Aim
The required result is the exact run of lines beginning at the one containing "jacket in the image above." and ending at the last line of the entries.

Raw records

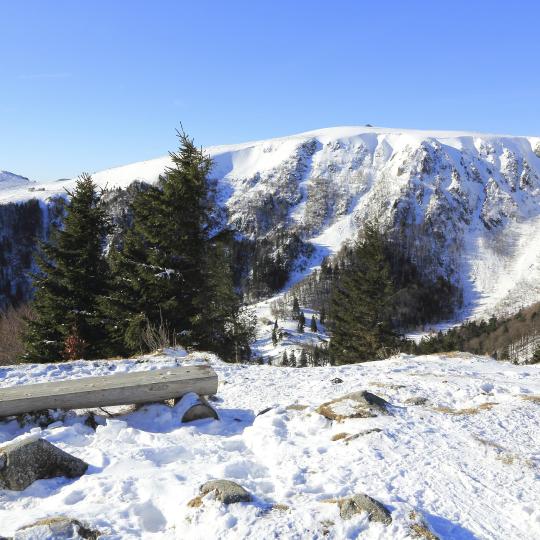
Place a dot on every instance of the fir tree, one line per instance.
(71, 284)
(173, 270)
(295, 309)
(292, 359)
(301, 322)
(361, 325)
(274, 337)
(316, 356)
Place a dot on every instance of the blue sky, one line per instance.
(85, 85)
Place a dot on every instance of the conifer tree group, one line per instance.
(361, 320)
(71, 284)
(170, 282)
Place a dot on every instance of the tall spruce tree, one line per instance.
(359, 314)
(173, 272)
(71, 284)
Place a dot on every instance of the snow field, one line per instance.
(470, 470)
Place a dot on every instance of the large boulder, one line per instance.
(56, 528)
(226, 491)
(359, 503)
(24, 462)
(361, 404)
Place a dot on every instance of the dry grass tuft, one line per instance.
(527, 397)
(470, 410)
(296, 407)
(420, 529)
(195, 502)
(339, 436)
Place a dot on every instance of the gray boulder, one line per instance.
(364, 503)
(361, 404)
(226, 491)
(56, 528)
(24, 462)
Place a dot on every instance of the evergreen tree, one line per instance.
(173, 271)
(221, 323)
(301, 322)
(296, 309)
(71, 284)
(316, 356)
(274, 337)
(292, 359)
(361, 324)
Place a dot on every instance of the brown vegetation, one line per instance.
(12, 325)
(469, 410)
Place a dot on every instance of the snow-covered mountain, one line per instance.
(10, 181)
(468, 203)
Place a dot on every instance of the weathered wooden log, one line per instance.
(117, 389)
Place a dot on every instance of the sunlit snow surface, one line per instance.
(469, 475)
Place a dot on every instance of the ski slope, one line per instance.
(469, 202)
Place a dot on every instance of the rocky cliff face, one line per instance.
(465, 205)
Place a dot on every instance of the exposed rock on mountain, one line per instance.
(465, 206)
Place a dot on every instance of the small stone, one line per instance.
(361, 404)
(364, 503)
(34, 459)
(417, 400)
(226, 491)
(56, 528)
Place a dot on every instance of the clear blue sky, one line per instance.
(85, 85)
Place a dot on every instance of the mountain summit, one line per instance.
(467, 204)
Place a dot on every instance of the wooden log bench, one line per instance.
(117, 389)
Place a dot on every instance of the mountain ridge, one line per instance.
(466, 204)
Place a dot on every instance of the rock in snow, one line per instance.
(24, 462)
(364, 503)
(361, 404)
(226, 491)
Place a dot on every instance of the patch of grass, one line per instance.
(296, 407)
(280, 507)
(467, 411)
(533, 398)
(420, 529)
(196, 502)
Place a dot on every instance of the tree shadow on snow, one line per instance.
(448, 530)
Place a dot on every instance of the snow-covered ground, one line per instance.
(469, 470)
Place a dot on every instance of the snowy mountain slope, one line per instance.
(9, 181)
(468, 204)
(466, 460)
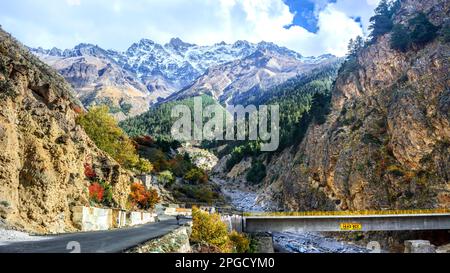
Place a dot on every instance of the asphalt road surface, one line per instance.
(112, 241)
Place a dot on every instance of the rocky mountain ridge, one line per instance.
(131, 81)
(386, 142)
(44, 150)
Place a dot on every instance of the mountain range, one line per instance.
(148, 72)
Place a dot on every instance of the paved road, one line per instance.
(112, 241)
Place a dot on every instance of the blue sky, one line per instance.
(311, 27)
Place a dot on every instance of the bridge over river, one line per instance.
(341, 222)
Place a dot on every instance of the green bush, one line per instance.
(400, 39)
(166, 178)
(257, 173)
(106, 134)
(446, 34)
(240, 242)
(423, 31)
(208, 229)
(196, 176)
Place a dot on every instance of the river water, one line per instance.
(244, 199)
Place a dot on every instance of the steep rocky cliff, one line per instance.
(386, 142)
(43, 150)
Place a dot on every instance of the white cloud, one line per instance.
(118, 23)
(73, 2)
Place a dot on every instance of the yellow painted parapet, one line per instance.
(346, 213)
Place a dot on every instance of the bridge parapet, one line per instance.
(332, 223)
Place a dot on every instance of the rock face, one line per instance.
(43, 149)
(419, 246)
(386, 142)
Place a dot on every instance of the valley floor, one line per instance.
(244, 198)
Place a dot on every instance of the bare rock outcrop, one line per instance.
(386, 143)
(43, 150)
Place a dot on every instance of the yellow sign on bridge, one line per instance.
(350, 226)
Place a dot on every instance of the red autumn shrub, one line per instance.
(89, 171)
(96, 192)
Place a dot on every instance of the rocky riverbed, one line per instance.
(244, 198)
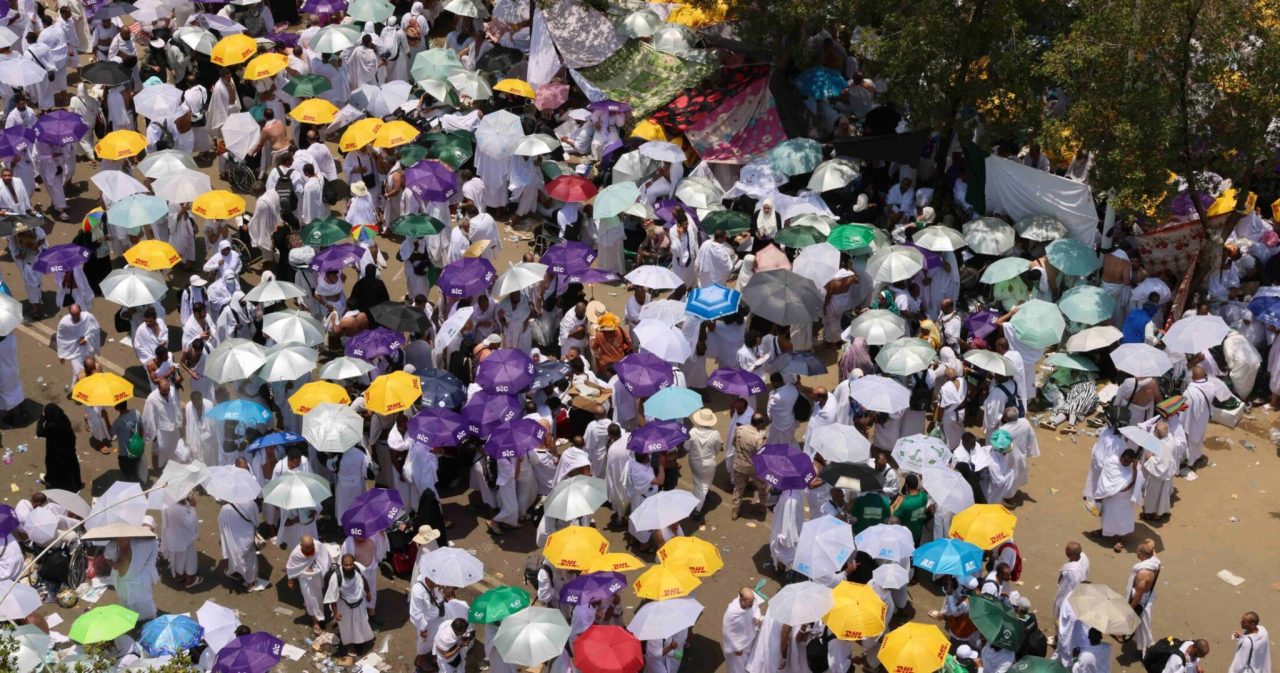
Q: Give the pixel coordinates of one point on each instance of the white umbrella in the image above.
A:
(663, 340)
(801, 603)
(234, 360)
(297, 490)
(232, 484)
(333, 427)
(1141, 360)
(894, 264)
(293, 326)
(839, 444)
(826, 543)
(661, 619)
(452, 567)
(663, 509)
(133, 287)
(654, 277)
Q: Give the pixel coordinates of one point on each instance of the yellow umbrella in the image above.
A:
(984, 526)
(233, 50)
(316, 393)
(914, 648)
(265, 65)
(393, 393)
(396, 133)
(662, 582)
(314, 111)
(858, 614)
(575, 546)
(360, 133)
(516, 87)
(119, 145)
(694, 554)
(152, 255)
(101, 390)
(616, 562)
(218, 205)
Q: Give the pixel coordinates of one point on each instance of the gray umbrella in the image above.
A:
(782, 297)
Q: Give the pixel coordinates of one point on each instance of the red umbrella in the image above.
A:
(571, 190)
(607, 649)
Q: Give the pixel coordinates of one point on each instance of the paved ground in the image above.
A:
(1225, 520)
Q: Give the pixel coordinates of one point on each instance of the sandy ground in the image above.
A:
(1224, 520)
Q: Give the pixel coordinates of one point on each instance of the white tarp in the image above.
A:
(1019, 191)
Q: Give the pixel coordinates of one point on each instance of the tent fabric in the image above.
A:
(584, 36)
(1019, 191)
(643, 77)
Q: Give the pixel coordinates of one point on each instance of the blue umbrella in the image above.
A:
(712, 302)
(241, 411)
(949, 557)
(170, 633)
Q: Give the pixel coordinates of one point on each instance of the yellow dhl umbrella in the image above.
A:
(984, 526)
(396, 133)
(101, 390)
(316, 393)
(858, 614)
(265, 65)
(694, 554)
(314, 111)
(218, 205)
(575, 548)
(516, 87)
(393, 393)
(914, 648)
(233, 50)
(359, 134)
(662, 582)
(120, 145)
(152, 255)
(616, 562)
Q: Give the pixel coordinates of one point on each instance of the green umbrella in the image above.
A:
(101, 625)
(1038, 324)
(997, 623)
(799, 236)
(728, 220)
(307, 86)
(1073, 257)
(416, 225)
(1087, 305)
(498, 604)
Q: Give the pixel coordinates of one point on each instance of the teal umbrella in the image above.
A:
(1038, 324)
(1073, 257)
(1087, 305)
(795, 156)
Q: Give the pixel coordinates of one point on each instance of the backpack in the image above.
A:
(1159, 654)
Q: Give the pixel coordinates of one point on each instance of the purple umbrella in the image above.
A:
(506, 370)
(515, 438)
(784, 467)
(432, 181)
(255, 653)
(371, 512)
(336, 257)
(657, 436)
(378, 342)
(59, 259)
(438, 426)
(735, 381)
(467, 278)
(487, 411)
(60, 127)
(568, 257)
(644, 374)
(593, 586)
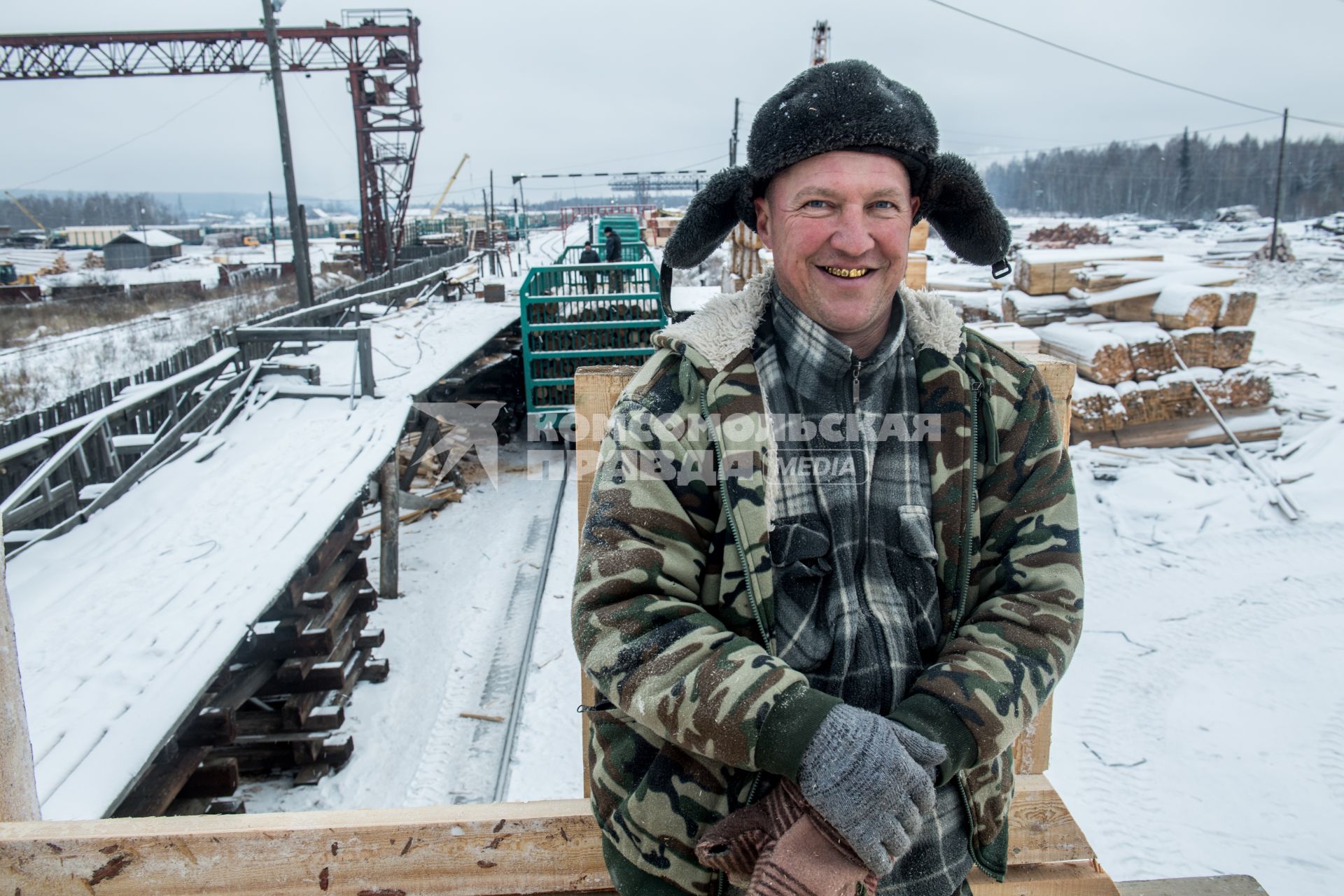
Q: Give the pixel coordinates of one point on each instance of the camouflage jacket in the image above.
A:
(673, 598)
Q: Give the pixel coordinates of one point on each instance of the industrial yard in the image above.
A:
(293, 486)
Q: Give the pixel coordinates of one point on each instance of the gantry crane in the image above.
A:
(820, 42)
(377, 49)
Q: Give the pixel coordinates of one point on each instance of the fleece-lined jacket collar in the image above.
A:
(726, 326)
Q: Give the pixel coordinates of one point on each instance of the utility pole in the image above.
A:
(270, 199)
(298, 234)
(1278, 191)
(733, 143)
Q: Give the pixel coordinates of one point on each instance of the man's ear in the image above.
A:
(762, 210)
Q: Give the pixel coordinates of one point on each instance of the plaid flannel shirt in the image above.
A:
(853, 542)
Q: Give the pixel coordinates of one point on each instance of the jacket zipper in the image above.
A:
(746, 575)
(964, 592)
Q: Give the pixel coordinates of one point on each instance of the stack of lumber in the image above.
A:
(917, 264)
(1044, 272)
(979, 305)
(279, 704)
(1129, 326)
(1014, 336)
(659, 226)
(1098, 355)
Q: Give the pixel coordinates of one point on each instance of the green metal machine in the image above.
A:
(629, 253)
(584, 315)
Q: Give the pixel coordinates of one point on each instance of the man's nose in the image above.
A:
(851, 235)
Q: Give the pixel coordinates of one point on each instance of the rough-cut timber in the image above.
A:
(1142, 400)
(1100, 356)
(1096, 407)
(1250, 425)
(18, 785)
(1238, 307)
(1149, 348)
(1227, 886)
(1041, 272)
(1195, 346)
(1231, 347)
(1038, 311)
(1182, 307)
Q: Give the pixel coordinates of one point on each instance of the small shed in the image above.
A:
(140, 248)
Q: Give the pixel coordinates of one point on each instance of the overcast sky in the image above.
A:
(545, 86)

Problem solution
Q: Give the pixel coordinates of one point on each instance of the camouflage jacket in the image above.
A:
(673, 598)
Q: Give the pixel coordinates of one point on each instance of the industrial yard in the image above.
A:
(293, 486)
Q: Give the pixel coordinates of one point on each instance of the gantry crane in the image above.
A:
(820, 42)
(377, 49)
Q: Give the pixel coordinates of one point on each instance of the fleece-lined jacket collar in the image above.
A:
(726, 326)
Q: Give the pixel coordinates of one point on each instance of the utility pole in the image above.
A:
(270, 199)
(298, 234)
(1278, 191)
(733, 143)
Q: Give the pixel coordinates of one point on each instance of the man's ear in the image above.
A:
(762, 210)
Q: Give the pixel coordinates of one point on each instance of the plaid flannel shirt in the image above.
A:
(853, 542)
Q: Give the pixel coordinates of one point on each instance of the jacket zipper in the image above.
A:
(746, 575)
(964, 592)
Q: Give the pixel coordinates of one point on each instance of the stack of lumber in the image above.
A:
(917, 264)
(1044, 272)
(979, 305)
(279, 704)
(1129, 326)
(1014, 336)
(659, 226)
(1098, 355)
Q: Give the pixel coordinates of one point on each instance of the green metal machine in the image above.
A:
(629, 253)
(584, 315)
Q: Give the pixel coordinates of one point on each instance of the man's nose in the image above.
A:
(851, 235)
Q: Give the pixel coordinates of one point on each instance of the rough-cut timber in the image above.
A:
(1142, 400)
(1100, 356)
(1096, 407)
(1250, 425)
(18, 785)
(1238, 307)
(1149, 348)
(1227, 886)
(1041, 272)
(1195, 346)
(1231, 347)
(1038, 311)
(1182, 307)
Q: Give the pixel coordinates of one point on each instance of the small shed in the image above.
A:
(140, 248)
Q: Give the pixel coordinates of one point on each instance of the overcast sky in the image above.
A:
(545, 86)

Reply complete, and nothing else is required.